ABOUT THIS EXERCISE: Print out the records below with nothing altered.

[Collected data]

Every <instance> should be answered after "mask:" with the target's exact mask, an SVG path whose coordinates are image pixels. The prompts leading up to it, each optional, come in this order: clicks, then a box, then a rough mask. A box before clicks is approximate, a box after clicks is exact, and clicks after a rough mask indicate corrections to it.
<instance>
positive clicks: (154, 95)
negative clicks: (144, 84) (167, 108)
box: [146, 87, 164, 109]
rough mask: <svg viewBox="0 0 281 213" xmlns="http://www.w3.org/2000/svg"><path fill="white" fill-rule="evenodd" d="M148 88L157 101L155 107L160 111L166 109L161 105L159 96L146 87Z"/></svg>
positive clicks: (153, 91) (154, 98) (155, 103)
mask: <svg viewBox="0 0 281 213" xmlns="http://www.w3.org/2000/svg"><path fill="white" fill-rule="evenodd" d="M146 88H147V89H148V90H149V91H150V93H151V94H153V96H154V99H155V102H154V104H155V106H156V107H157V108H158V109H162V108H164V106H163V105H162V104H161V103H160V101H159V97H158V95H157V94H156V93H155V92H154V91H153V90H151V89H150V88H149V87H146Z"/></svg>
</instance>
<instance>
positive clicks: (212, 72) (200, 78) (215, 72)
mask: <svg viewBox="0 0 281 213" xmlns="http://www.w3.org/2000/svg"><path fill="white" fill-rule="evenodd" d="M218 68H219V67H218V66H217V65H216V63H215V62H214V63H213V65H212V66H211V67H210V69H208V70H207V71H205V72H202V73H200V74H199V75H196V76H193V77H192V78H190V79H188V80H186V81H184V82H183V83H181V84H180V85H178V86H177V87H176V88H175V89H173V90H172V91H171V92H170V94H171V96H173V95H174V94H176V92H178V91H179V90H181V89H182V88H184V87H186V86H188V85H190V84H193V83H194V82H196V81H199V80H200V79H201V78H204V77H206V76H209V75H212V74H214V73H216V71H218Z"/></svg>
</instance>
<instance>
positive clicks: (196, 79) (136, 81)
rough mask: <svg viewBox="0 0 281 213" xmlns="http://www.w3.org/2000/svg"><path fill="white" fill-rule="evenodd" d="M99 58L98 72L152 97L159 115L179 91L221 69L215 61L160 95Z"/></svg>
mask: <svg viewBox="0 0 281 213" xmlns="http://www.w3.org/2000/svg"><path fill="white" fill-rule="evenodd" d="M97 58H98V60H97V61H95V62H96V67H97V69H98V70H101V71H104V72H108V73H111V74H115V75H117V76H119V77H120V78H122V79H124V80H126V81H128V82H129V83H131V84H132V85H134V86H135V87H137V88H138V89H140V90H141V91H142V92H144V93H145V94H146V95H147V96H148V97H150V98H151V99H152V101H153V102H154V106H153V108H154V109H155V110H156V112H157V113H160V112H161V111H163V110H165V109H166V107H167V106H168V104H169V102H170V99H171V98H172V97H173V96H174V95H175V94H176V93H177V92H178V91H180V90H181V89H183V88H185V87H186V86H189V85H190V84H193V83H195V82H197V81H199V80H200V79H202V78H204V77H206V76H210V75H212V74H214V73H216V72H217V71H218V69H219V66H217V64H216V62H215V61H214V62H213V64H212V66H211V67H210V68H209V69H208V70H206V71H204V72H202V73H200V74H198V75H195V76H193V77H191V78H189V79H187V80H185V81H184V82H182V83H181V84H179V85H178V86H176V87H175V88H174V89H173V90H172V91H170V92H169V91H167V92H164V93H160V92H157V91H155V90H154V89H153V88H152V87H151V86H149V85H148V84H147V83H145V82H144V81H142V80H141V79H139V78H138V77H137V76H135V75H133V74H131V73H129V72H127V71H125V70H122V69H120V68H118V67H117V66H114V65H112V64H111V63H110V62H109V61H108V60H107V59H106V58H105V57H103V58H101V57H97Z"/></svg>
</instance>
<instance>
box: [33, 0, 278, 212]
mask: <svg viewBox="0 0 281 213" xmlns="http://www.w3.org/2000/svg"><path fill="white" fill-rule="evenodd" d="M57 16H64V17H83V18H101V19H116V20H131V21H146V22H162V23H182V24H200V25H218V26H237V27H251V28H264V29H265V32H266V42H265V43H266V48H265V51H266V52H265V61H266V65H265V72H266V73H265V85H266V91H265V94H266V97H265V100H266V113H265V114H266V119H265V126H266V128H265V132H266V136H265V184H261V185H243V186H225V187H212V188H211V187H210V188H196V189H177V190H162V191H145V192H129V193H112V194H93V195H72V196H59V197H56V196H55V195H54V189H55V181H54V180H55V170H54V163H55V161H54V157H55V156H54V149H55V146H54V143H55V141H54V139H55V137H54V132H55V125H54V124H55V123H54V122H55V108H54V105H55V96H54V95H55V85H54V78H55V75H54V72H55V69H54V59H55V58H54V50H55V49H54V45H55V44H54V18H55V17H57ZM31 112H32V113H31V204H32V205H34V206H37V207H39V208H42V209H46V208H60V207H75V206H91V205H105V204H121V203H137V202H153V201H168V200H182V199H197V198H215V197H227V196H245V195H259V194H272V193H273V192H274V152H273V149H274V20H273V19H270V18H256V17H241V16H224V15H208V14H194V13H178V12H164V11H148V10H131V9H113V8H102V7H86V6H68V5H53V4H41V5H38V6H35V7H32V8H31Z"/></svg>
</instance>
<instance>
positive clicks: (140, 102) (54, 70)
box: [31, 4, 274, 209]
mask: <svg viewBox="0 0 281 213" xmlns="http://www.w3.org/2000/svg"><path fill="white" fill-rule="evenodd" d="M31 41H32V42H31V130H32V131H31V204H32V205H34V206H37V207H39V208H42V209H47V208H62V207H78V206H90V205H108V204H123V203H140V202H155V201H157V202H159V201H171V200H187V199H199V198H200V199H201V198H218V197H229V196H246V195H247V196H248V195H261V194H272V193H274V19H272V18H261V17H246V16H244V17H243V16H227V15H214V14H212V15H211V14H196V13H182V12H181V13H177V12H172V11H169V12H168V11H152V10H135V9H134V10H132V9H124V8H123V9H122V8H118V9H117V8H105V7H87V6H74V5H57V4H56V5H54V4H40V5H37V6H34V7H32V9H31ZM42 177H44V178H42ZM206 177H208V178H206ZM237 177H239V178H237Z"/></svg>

RESPONSE AREA:
Every <instance> should be answered after "mask:" with the target's exact mask, an SVG path whose coordinates are image pixels. The prompts leading up to it, each optional, come in this order: clicks, then a box, then a rough mask. A box before clicks is approximate, a box after clicks is exact, and clicks after a rough mask indicate corrections to it.
<instance>
positive clicks: (154, 95)
negative clicks: (144, 84) (167, 108)
box: [146, 87, 164, 109]
rough mask: <svg viewBox="0 0 281 213" xmlns="http://www.w3.org/2000/svg"><path fill="white" fill-rule="evenodd" d="M148 88L157 101L155 107L160 111L166 109L161 105L159 96L146 87Z"/></svg>
positive clicks: (153, 91) (154, 98) (155, 103)
mask: <svg viewBox="0 0 281 213" xmlns="http://www.w3.org/2000/svg"><path fill="white" fill-rule="evenodd" d="M146 88H147V89H148V90H149V91H150V93H151V94H153V96H154V99H155V102H154V104H155V106H156V107H157V108H158V109H162V108H164V106H163V105H162V104H161V103H160V101H159V97H158V95H157V94H156V93H155V92H154V91H153V90H151V89H150V88H149V87H146Z"/></svg>
</instance>
<instance>
positive clicks: (212, 72) (200, 78) (215, 72)
mask: <svg viewBox="0 0 281 213" xmlns="http://www.w3.org/2000/svg"><path fill="white" fill-rule="evenodd" d="M218 68H219V67H218V66H217V65H216V63H215V62H214V63H213V65H212V66H211V67H210V69H208V70H207V71H205V72H202V73H200V74H199V75H196V76H193V77H192V78H190V79H188V80H186V81H184V82H183V83H181V84H180V85H178V86H177V87H176V88H175V89H173V90H172V91H171V92H170V94H171V96H173V95H174V94H176V92H178V91H179V90H181V89H182V88H184V87H186V86H188V85H190V84H193V83H194V82H196V81H199V80H200V79H201V78H204V77H206V76H209V75H212V74H214V73H216V71H218Z"/></svg>
</instance>
<instance>
positive clicks: (196, 79) (136, 81)
rough mask: <svg viewBox="0 0 281 213" xmlns="http://www.w3.org/2000/svg"><path fill="white" fill-rule="evenodd" d="M99 58L98 72L152 97L159 115L179 91L221 69L215 61L160 95Z"/></svg>
mask: <svg viewBox="0 0 281 213" xmlns="http://www.w3.org/2000/svg"><path fill="white" fill-rule="evenodd" d="M97 58H98V60H97V61H95V62H96V67H97V69H98V70H101V71H104V72H108V73H111V74H115V75H117V76H119V77H120V78H122V79H124V80H126V81H128V82H129V83H131V84H132V85H134V86H135V87H137V88H138V89H140V90H141V91H142V92H144V93H145V94H146V95H147V96H148V97H150V98H151V99H152V101H153V102H154V106H153V108H154V109H155V110H156V112H157V113H160V112H161V111H163V110H165V109H166V107H167V106H168V104H169V102H170V99H171V98H172V97H173V96H174V95H175V94H176V93H177V92H178V91H180V90H181V89H183V88H185V87H186V86H189V85H190V84H193V83H195V82H197V81H199V80H200V79H202V78H204V77H206V76H210V75H212V74H214V73H216V72H217V71H218V69H219V66H217V64H216V62H215V61H214V62H213V64H212V66H211V67H210V68H209V69H208V70H206V71H204V72H202V73H200V74H198V75H195V76H193V77H191V78H189V79H187V80H185V81H184V82H182V83H181V84H179V85H178V86H176V87H175V88H174V89H173V90H172V91H170V92H169V91H167V92H164V93H160V92H157V91H155V90H154V89H153V88H152V87H151V86H149V85H148V84H147V83H145V82H144V81H142V80H141V79H139V78H138V77H137V76H135V75H133V74H131V73H129V72H127V71H125V70H122V69H120V68H118V67H117V66H114V65H112V64H111V63H110V62H109V61H108V60H107V59H106V58H105V57H103V58H101V57H97Z"/></svg>
</instance>
<instance>
box: [33, 0, 278, 212]
mask: <svg viewBox="0 0 281 213" xmlns="http://www.w3.org/2000/svg"><path fill="white" fill-rule="evenodd" d="M57 16H64V17H83V18H101V19H116V20H131V21H146V22H162V23H182V24H200V25H218V26H237V27H251V28H264V29H265V32H266V42H265V43H266V48H265V51H266V52H265V61H266V65H265V72H266V73H265V85H266V91H265V94H266V97H265V100H266V113H265V114H266V119H265V126H266V128H265V132H266V136H265V184H261V185H243V186H225V187H212V188H211V187H210V188H196V189H177V190H162V191H145V192H129V193H112V194H93V195H72V196H59V197H56V196H55V195H54V189H55V181H54V180H55V170H54V163H55V161H54V157H55V156H54V149H55V146H54V143H55V141H54V139H55V137H54V132H55V125H54V124H55V123H54V122H55V108H54V105H55V96H54V95H55V85H54V78H55V75H54V72H55V69H54V59H55V58H54V50H55V49H54V45H55V44H54V18H55V17H57ZM31 112H32V113H31V204H32V205H34V206H37V207H39V208H42V209H46V208H60V207H75V206H91V205H105V204H121V203H137V202H153V201H168V200H182V199H197V198H215V197H227V196H245V195H259V194H272V193H273V192H274V152H273V149H274V20H273V19H270V18H256V17H241V16H224V15H208V14H194V13H178V12H164V11H148V10H131V9H113V8H102V7H86V6H68V5H53V4H41V5H38V6H35V7H32V8H31Z"/></svg>
</instance>
<instance>
positive clicks: (140, 102) (54, 70)
box: [31, 4, 274, 209]
mask: <svg viewBox="0 0 281 213" xmlns="http://www.w3.org/2000/svg"><path fill="white" fill-rule="evenodd" d="M31 41H32V42H31V130H32V131H31V204H32V205H34V206H37V207H39V208H42V209H47V208H62V207H78V206H90V205H108V204H123V203H140V202H155V201H157V202H159V201H171V200H187V199H199V198H200V199H201V198H218V197H229V196H246V195H247V196H248V195H261V194H272V193H274V19H272V18H261V17H246V16H244V17H243V16H227V15H214V14H212V15H211V14H196V13H182V12H181V13H177V12H172V11H169V12H168V11H152V10H135V9H134V10H132V9H124V8H123V9H122V8H118V9H117V8H105V7H87V6H74V5H57V4H56V5H54V4H40V5H37V6H34V7H32V9H31ZM42 177H44V178H42ZM206 177H208V178H206ZM237 177H239V178H237Z"/></svg>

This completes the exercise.